Description of the task: Reproduce the records exactly.

begin Items

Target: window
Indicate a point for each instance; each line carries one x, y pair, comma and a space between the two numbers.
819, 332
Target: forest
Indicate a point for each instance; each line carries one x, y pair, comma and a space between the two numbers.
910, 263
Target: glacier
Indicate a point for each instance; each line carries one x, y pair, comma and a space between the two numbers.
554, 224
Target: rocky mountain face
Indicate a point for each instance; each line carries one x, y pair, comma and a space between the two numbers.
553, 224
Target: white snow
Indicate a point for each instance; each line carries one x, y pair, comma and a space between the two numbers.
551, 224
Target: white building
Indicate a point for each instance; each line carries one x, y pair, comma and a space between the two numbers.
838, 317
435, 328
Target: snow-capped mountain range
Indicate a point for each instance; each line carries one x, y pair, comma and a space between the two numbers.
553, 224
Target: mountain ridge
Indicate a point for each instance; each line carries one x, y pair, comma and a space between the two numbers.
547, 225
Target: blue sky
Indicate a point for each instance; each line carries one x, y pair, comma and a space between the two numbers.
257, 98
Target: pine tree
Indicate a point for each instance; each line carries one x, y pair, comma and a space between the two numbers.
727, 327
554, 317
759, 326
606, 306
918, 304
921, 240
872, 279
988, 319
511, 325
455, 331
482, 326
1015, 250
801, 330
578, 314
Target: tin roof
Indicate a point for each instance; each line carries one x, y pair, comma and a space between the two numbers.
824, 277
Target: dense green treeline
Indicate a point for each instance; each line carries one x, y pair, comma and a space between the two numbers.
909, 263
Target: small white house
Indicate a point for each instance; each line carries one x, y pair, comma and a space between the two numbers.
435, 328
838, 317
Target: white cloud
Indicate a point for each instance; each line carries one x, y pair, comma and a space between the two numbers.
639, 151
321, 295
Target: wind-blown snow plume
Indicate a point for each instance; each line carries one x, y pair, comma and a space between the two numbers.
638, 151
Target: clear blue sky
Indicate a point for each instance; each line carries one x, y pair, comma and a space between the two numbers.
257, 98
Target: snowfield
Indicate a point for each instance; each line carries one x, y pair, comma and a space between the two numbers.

end Items

Finished task:
Target: window
Indicate a point for each instance; each line carries one x, y pair, comma and a space between the two numbers.
819, 332
Target: forest
Indicate a point for each instance; each line carries one x, y pair, comma and a space between the two numbers.
910, 263
Target: glacier
Indicate a point for each instance; each line carries one x, y pair, comma and a space between the two numbers.
554, 224
Target: rocky mountain face
Indicate a point for each instance; each line carries one x, y pair, comma and a space between the two numbers.
553, 224
Target: white snow
Indicate a point for each instance; each line carries one x, y pair, comma and a space between the two numbers.
551, 224
Target: white building
Indicate a point for each instance; each line carries one x, y pair, comma and a space between the two numbers.
838, 317
435, 328
Target: snow-capped mountain range
Indicate a point for each instance; each line carries one x, y pair, comma and a space between the two numbers.
553, 224
Target: mountain ridge
Indicate a point for each instance; each line carries one x, y pair, comma and a space between the two numbers.
547, 225
Target: blue sky
Indicate a point for each instance; each line carries one x, y pair, comma and a space between the two numbers.
257, 98
Target: pine tree
Indicate a point for each instance; each line carries one x, y pair, comma and a space between the two numbers.
727, 327
554, 317
759, 326
606, 306
918, 304
921, 240
872, 279
988, 319
511, 325
455, 331
482, 326
1015, 250
801, 330
578, 314
Target: tin roof
Indicate a point for each instance; each line carries one x, y pair, comma and a space between the two numbers.
824, 277
Target: dense green treeline
Indicate a point for each instance; each line carries one x, y pair, comma and a space between the two numbers.
909, 263
Target: small white house
Indicate a point for each instance; each line carries one x, y pair, comma and a space between the two numbers.
435, 328
838, 317
Target: white cloud
Indicate a point for each instance; each line carries one x, y pair, comma and a space between the two numbers.
639, 151
321, 295
Target: wind-blown snow plume
Indicate a point for each instance; each line carries one x, y pair, comma and a space between the two numbers.
638, 151
Target: clear blue sky
Indicate a point for each instance; each line carries one x, y pair, comma and a space between the two numbers.
257, 98
Target: snowfield
Indicate a point for each instance; each line carries one x, y pair, comma and a space between the two numbers.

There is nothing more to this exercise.